Extrait choisi
━━━━━━━━━━━━━━━━

Vibrations mathématiques

Débat
Publié le 18 septembre 2015

Depuis quelque temps on entend parler à la radio ou on lit dans les journaux beaucoup de choses au sujet de l’ennui à l’école. Des livres sont consacrés à ce sujet : des récits personnels d’anciens élèves 5Lola Vanier, Longtemps je me suis ennuyée à l’école, Max Milo (2015). ou des propositions formulées par des spécialistes (souvent des sociologues 6François Dubet et Marie Duru-Bella, 10 Propositions pour changer l’école, Seuil (2015)., 7Edgar Morin, Enseigner à vivre Manifeste pour changer l’éducation, Actes Sud (2014). et 8Eloge des mathématiques entretien avec Alain Badiou en dialogue avec Gilles Haéri, chez Flammarion (sorti ce mardi 15 septembre 2015).) ; tout cela pour faire évoluer l’école.

Nous l’avons déjà signalé dans cette rubrique, le système est en crise, de la maternelle à l’université.

Au-delà des contenus des programmes, il a été écrit dans cette rubrique ou ailleurs sur ce site, et à plusieurs reprises, que d’autres aspects devraient être pris en compte dans l’évaluation de la réussite scolaire ou tout simplement de la réussite de nos propres vies.

En effet, un élève qui dit s’ennuyer à suivre un programme pourrait déjà faire l’effort de s’y intéresser afin de mieux le critiquer ensuite. Il pourrait tout au moins travailler ses leçons ou certaines parties du programme. Il pourrait aussi questionner ses professeurs sur tel ou tel autre sujet difficile.

Il est clair que le rôle du professeur demeure crucial, et éveiller la curiosité des plus jeunes a été et reste un levier fondamental dans l’enseignement.

Mais, encore une fois, il est plus facile de porter des critiques à un système que de composer avec celui-ci, aussi souffrant soit-il.

En ce qui concerne les mathématiques, il y a presque un an, Madame la Ministre a même annoncé une « stratégie mathématique » comme on lance une stratégie pour gagner une bataille. Il n’a pas été vraiment question de guerre mais tout de même d’un combat pour obtenir que les jeunes Français soient meilleurs dans une discipline où le niveau continue sa chute (libre ?) et les résultats sont catastrophiques.

Dans cette soi-disant nouvelle approche de Madame la Ministre, il a été question de programmes en phase avec le temps, d’enseignants mieux formés, d’une image rénovée des mathématiques, d’une meilleure prise en compte des recherches et des innovations menées en France et à l’étranger…

Entre temps, il y a eu la réforme des collèges avec un slogan : « Mieux apprendre pour mieux réussir ».

Comment mieux apprendre sans effort et sans travail ? Un jour, quelqu’un devra expliquer haut et fort comment s’y prendre pour éviter ces deux bêtes-là ! Ou bien, il faudra tout simplement assumer que ces deux valeurs sont incontournables dans la vie et pas seulement à l’école.

━━━━━━━━━━━━━━━━

Liste fournie
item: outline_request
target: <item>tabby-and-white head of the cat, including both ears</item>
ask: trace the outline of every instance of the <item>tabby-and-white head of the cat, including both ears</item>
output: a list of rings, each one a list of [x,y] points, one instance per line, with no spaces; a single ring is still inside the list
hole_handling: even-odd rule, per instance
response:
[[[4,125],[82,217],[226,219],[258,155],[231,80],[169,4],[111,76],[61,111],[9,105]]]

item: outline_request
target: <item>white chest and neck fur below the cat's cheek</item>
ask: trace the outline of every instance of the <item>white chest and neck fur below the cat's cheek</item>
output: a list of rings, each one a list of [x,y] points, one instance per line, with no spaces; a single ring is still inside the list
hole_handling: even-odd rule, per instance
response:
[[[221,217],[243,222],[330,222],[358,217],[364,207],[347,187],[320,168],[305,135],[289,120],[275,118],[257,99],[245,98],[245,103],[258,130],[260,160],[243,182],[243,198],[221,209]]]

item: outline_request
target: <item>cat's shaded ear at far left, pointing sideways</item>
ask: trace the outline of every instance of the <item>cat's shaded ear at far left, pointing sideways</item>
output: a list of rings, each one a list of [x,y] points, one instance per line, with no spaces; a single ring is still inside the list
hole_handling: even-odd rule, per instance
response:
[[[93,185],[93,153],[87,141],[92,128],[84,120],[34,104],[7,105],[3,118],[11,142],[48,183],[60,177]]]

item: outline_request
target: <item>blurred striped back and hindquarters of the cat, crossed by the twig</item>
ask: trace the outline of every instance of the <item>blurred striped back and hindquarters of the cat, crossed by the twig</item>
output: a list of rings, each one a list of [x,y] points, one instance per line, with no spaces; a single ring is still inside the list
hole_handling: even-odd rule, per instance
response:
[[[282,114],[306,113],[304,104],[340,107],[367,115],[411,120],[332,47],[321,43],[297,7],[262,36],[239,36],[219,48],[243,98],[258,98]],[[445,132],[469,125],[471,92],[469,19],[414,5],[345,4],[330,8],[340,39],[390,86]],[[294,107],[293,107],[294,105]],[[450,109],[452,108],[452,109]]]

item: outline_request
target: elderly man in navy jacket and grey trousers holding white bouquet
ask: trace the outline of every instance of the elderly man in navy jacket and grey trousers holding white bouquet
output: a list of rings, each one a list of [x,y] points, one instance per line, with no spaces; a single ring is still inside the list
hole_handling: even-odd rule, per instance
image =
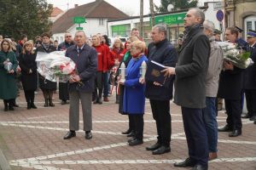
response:
[[[76,136],[79,130],[79,100],[81,100],[84,120],[85,139],[91,139],[91,99],[97,69],[97,52],[85,43],[84,31],[77,31],[74,37],[76,45],[67,48],[66,56],[73,59],[77,74],[69,79],[69,132],[64,139]]]

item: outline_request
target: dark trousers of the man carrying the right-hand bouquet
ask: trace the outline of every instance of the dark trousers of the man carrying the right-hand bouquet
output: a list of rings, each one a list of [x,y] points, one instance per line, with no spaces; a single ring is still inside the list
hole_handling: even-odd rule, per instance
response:
[[[225,99],[227,124],[233,129],[241,129],[241,102],[240,99]]]

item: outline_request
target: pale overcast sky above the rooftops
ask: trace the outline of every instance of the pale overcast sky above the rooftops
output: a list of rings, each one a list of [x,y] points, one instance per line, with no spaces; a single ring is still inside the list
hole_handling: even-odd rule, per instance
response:
[[[91,3],[95,0],[47,0],[48,3],[54,4],[54,7],[61,8],[62,10],[67,10],[67,8],[74,8],[74,4],[82,5],[84,3]],[[105,0],[106,2],[112,4],[114,7],[119,8],[123,12],[129,15],[138,15],[140,11],[140,0]],[[203,2],[210,0],[199,0],[200,6]],[[214,0],[211,0],[214,1]],[[215,0],[220,1],[220,0]],[[154,0],[156,5],[160,5],[160,0]],[[149,0],[144,0],[144,14],[149,13]]]

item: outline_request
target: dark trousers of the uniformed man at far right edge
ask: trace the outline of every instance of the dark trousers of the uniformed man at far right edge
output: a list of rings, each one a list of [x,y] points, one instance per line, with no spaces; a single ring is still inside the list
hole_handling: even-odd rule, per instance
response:
[[[256,89],[245,90],[248,116],[256,116]]]

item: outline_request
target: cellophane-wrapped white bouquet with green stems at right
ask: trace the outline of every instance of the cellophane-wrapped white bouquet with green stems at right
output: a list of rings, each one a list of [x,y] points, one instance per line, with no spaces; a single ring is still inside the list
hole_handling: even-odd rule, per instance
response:
[[[249,65],[253,65],[250,59],[250,52],[246,52],[239,48],[235,43],[218,42],[223,50],[224,60],[230,61],[238,68],[246,69]]]

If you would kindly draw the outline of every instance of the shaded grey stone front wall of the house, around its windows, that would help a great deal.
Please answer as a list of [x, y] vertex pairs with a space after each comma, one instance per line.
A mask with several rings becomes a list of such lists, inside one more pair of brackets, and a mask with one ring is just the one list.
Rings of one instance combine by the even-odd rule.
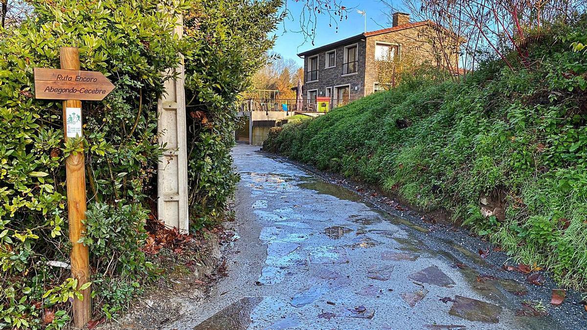
[[[346, 46], [357, 44], [357, 73], [354, 75], [343, 75], [343, 63], [344, 63], [344, 49]], [[334, 49], [334, 48], [333, 48]], [[345, 45], [336, 46], [336, 66], [333, 68], [326, 69], [326, 52], [332, 49], [325, 49], [318, 52], [318, 81], [317, 82], [304, 82], [303, 85], [303, 98], [308, 98], [308, 90], [318, 89], [318, 96], [326, 95], [326, 88], [332, 88], [333, 97], [335, 86], [350, 85], [350, 99], [358, 99], [365, 96], [365, 51], [366, 51], [366, 40], [365, 38], [357, 41], [346, 43]], [[308, 63], [309, 58], [315, 56], [306, 55], [304, 57], [304, 80], [308, 79]], [[356, 90], [355, 90], [356, 88]]]

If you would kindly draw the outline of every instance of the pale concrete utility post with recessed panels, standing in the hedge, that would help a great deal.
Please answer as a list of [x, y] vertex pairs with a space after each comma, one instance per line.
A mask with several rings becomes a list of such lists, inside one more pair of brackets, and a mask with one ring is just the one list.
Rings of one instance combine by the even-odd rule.
[[[183, 18], [178, 17], [174, 33], [183, 35]], [[159, 143], [167, 144], [159, 160], [157, 175], [158, 218], [169, 227], [177, 227], [187, 233], [188, 185], [187, 185], [187, 141], [185, 123], [184, 65], [182, 63], [167, 73], [179, 73], [177, 79], [165, 82], [165, 93], [157, 105], [160, 133]]]

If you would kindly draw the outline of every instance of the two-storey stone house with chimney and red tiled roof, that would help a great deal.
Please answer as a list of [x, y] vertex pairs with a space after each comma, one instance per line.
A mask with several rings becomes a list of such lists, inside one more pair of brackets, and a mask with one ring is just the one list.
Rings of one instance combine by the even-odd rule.
[[460, 71], [458, 41], [452, 42], [454, 47], [444, 45], [458, 38], [442, 38], [450, 36], [446, 29], [430, 21], [410, 22], [410, 15], [401, 12], [393, 14], [392, 25], [299, 53], [304, 59], [302, 98], [315, 103], [316, 97], [330, 97], [337, 106], [386, 89], [390, 84], [378, 81], [377, 65], [398, 56]]

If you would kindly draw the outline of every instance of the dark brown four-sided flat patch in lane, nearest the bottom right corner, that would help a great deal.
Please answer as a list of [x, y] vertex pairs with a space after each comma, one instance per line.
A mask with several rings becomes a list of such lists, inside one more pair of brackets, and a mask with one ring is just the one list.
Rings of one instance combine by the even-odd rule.
[[448, 314], [469, 321], [485, 323], [500, 322], [501, 307], [488, 302], [457, 295]]

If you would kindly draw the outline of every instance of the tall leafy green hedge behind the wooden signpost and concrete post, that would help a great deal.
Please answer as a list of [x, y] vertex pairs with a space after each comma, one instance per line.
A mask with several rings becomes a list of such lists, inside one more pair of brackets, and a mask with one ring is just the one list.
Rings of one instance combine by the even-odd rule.
[[[161, 275], [145, 244], [161, 154], [157, 99], [183, 53], [190, 120], [190, 206], [197, 225], [226, 211], [238, 93], [265, 60], [279, 1], [193, 0], [185, 36], [153, 0], [31, 1], [31, 18], [0, 30], [0, 328], [62, 328], [76, 284], [70, 271], [65, 156], [86, 146], [87, 235], [95, 318], [112, 317]], [[171, 4], [171, 3], [170, 3]], [[262, 15], [261, 15], [262, 14]], [[260, 19], [252, 21], [251, 16]], [[61, 46], [116, 89], [83, 105], [85, 140], [63, 145], [60, 102], [33, 98], [33, 68], [59, 68]], [[194, 112], [207, 117], [195, 122]], [[195, 124], [194, 124], [195, 122]], [[211, 166], [217, 164], [218, 166]]]

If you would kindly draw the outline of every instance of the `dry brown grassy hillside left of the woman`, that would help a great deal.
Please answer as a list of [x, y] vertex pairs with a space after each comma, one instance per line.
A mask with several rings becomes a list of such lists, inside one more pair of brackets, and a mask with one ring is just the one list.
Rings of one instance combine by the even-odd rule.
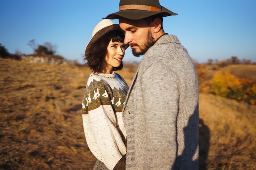
[[81, 100], [86, 68], [0, 59], [0, 168], [90, 169]]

━━━━━━━━━━━━━━━━

Travail demandé
- 1) Traduisez en anglais cette phrase de l'extrait sur l'ennui à l'école : « Il est clair que le rôle du professeur demeure crucial, et éveiller la curiosité des plus jeunes a été et reste un levier fondamental dans l’enseignement. »
- 2) Poursuivez, s'il vous plaît, l'extrait sur l'ennui à l'école après sa dernière phrase.
La liste ne sert pas pour ce travail.

Réponses numérotées
- 1) It is clear that the teacher's role remains crucial, and awakening the curiosity of the youngest has been and remains a fundamental lever in teaching.

- 2)
Depuis presque un an, date de la sortie du projet « stratégie mathématique », la situation est encore plus préoccupante qu’à la rentrée 2014. Pourquoi ?

D’abord, nous n’entendons plus parler de cette stratégie qui avait fait alors couler beaucoup d’encre. Ensuite, d’autres signaux laissent présager que de grandes turbulences, bien plus inquiétantes, sont sur le point d’arriver.

La réforme des collèges a pratiquement effacé les bons projets de la « stratégie mathématique » même si certains disent qu’elle contient les propos de la « stratégie mathématique ».

À l’heure actuelle, le constat désolant qu’on peut faire est que dans beaucoup de rectorats les stages de formation continue disciplinaires destinés aux professeurs de mathématiques des collèges ont été supprimés, impactant notamment fortement l’activité des Instituts de Recherche sur l’Enseignement des Mathématiques (les I.R.E.M.).

Pourtant, dans les projets de Madame la Ministre, il était question de faire appel au fleuron de la formation continue en France en mathématiques : les I.R.E.M. Eh bien non ! Que dire ? Nous laissons nos lecteurs réagir déjà sur ces points.

Notre impression est qu’aucun gouvernement n’arrive finalement à définir ce que signifie « mieux apprendre », « mieux réussir » …. et, en ce qui nous concerne de plus près, comment faire aimer les mathématiques et faire en sorte au moins que la majorité des jeunes y trouve du plaisir.

Finalement, la balle est comme souvent dans le camp des professeurs qui doivent imaginer à chaque réforme quelles pirouettes accomplir pour tenir la classe, comment traiter tel ou tel sujet, respecter les programmes, tenter de les faire assimiler par leurs élèves et, cerise sur le gâteau, éveiller la curiosité de quelques jeunes tout au moins parmi les plus motivés de la classe.

Nous repensons alors à nos cours universitaires, à ces moments que l’on pourrait définir comme magiques durant lesquels, transportés par la passion du sujet traité, nous vibrions et nous espérions avoir fait vibrer la salle avec nous.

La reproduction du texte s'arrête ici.